__WRITTEN REQUEST__
Reproduce exactly the lines from the line containing "TARGET: tree canopy" through the end of the records below, including both ends, and nothing else.
** Start of TASK INPUTS **
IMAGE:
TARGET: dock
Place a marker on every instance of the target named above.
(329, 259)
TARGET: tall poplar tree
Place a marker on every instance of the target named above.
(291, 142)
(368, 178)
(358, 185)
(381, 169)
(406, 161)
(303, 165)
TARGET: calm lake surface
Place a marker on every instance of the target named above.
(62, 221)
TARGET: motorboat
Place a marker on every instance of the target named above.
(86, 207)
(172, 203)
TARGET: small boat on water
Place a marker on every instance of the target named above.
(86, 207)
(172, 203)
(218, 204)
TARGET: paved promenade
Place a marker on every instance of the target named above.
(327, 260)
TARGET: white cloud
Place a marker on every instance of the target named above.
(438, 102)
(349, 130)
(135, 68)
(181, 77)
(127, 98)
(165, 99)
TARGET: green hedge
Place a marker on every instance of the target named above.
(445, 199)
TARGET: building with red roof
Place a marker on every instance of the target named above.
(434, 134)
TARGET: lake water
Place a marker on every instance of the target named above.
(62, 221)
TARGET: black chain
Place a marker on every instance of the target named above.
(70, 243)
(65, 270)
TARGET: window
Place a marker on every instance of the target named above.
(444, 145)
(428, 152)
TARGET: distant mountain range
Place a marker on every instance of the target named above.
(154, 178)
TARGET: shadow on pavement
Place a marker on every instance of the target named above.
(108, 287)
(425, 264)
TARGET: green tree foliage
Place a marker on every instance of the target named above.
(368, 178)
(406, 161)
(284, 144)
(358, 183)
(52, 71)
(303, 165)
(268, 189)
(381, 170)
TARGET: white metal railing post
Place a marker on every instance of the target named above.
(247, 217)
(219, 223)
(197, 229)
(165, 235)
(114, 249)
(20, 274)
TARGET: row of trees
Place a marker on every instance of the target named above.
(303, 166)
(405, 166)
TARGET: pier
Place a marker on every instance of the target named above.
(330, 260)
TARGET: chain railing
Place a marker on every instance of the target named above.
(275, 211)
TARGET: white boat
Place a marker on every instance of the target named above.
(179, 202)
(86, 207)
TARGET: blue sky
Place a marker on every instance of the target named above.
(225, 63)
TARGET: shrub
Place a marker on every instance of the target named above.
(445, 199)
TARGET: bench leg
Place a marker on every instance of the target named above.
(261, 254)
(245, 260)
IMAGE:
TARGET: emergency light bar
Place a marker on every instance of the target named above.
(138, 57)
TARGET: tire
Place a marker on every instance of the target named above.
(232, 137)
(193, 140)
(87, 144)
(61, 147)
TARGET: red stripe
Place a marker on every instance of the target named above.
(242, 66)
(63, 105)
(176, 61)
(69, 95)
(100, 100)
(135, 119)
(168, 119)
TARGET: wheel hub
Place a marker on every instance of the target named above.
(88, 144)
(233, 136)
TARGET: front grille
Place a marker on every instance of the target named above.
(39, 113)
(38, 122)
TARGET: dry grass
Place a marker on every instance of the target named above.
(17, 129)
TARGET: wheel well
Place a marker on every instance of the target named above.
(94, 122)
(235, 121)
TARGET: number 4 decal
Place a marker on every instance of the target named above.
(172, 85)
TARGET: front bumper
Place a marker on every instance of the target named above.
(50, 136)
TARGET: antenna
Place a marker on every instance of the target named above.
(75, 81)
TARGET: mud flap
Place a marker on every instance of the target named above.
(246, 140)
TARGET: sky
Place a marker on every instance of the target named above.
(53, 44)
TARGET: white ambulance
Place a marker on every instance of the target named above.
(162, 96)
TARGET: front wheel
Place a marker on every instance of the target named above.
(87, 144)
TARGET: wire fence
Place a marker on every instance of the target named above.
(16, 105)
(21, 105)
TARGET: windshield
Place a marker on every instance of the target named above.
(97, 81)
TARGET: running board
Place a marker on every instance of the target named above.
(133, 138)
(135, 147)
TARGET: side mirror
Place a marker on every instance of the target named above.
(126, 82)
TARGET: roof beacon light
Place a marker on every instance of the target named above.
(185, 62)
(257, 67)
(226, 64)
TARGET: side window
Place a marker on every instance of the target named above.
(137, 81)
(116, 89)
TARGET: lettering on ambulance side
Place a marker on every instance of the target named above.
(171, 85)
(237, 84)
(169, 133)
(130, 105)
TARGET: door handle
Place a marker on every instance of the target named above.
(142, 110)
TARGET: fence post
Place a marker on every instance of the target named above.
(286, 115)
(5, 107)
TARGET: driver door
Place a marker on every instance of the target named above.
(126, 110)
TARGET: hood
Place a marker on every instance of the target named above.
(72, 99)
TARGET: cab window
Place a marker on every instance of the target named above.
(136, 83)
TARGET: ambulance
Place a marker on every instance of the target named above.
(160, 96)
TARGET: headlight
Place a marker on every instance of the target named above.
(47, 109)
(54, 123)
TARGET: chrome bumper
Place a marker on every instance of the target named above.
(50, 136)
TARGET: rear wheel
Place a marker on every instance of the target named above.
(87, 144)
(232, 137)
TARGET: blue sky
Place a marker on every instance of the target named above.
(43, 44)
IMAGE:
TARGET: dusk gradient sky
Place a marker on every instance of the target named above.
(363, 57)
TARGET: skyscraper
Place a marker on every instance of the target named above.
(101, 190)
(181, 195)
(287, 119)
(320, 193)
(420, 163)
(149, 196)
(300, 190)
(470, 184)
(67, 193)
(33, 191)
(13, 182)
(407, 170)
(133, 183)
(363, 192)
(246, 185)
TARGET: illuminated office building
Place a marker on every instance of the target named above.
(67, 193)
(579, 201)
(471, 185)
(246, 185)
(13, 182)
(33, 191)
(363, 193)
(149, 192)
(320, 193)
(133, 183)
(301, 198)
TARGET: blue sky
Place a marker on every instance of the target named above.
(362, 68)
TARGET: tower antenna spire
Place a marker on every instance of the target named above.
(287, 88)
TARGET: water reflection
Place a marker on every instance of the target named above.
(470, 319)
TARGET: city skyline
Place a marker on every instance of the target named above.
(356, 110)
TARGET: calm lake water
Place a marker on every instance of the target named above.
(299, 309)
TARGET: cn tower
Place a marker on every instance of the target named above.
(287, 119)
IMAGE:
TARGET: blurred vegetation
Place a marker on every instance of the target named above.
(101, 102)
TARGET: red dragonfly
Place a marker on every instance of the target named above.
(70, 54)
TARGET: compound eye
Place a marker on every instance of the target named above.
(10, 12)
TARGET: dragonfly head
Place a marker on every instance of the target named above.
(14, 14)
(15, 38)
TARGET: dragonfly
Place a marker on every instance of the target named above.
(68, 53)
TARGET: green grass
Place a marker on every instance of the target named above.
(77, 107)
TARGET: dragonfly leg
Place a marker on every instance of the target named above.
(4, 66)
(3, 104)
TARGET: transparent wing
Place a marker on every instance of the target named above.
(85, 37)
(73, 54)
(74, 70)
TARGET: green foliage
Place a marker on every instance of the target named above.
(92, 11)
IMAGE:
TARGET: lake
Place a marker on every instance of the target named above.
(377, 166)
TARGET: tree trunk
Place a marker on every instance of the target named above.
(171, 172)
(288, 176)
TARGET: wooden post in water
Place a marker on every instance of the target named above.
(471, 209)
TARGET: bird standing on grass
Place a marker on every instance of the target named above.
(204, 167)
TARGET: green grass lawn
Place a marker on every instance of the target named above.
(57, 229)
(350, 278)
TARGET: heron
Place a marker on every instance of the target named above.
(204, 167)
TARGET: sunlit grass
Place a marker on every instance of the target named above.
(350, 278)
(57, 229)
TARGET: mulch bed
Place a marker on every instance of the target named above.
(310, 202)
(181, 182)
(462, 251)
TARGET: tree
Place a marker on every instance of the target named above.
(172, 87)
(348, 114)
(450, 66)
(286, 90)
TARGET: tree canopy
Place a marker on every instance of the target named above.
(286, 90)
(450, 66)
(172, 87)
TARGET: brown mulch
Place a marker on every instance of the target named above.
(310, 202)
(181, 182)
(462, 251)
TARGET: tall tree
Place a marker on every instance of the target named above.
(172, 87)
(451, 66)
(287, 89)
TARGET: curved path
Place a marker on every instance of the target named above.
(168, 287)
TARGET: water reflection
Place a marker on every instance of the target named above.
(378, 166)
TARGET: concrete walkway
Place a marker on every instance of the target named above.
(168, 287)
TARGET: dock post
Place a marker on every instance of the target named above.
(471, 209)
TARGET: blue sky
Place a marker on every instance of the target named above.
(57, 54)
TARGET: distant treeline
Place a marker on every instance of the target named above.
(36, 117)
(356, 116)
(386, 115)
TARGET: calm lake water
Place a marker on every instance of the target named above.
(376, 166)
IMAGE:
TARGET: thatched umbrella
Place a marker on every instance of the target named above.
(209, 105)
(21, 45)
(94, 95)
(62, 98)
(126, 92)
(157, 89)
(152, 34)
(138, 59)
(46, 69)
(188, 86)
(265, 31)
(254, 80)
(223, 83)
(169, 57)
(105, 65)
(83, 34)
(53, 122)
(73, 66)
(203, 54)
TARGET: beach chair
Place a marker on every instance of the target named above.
** End of TASK INPUTS **
__FULL SOLUTION__
TARGET: tree canopy
Place a marker on every instance of the target named above.
(286, 90)
(450, 66)
(172, 87)
TARGET: brown mulch
Place a marker on every instance of the target named above.
(310, 202)
(181, 182)
(462, 251)
TARGET: tall tree
Place a marker on every instance of the target named above.
(172, 87)
(451, 66)
(287, 89)
TARGET: curved path
Place a marker on every instance of the target named above.
(168, 287)
TARGET: water reflection
Place a marker on every instance of the target named above.
(378, 166)
TARGET: concrete walkway
Place a marker on every instance of the target named above.
(168, 287)
TARGET: dock post
Place a marker on every instance of the target named above.
(471, 209)
TARGET: blue sky
Place a marker on every instance of the target named above.
(57, 54)
TARGET: distant treeline
Place a marker on every instance of the target named above.
(36, 117)
(356, 116)
(386, 115)
TARGET: calm lake water
Place a marker on every instance of the target named above.
(376, 166)
IMAGE:
TARGET: thatched umbrella
Place a marker on every instance of the target named above.
(209, 105)
(21, 45)
(94, 95)
(62, 98)
(126, 92)
(157, 89)
(152, 34)
(138, 59)
(46, 69)
(188, 86)
(265, 31)
(254, 80)
(223, 83)
(169, 57)
(105, 65)
(83, 34)
(53, 122)
(73, 66)
(203, 54)
TARGET: beach chair
Place a marker on every instance of the target named above.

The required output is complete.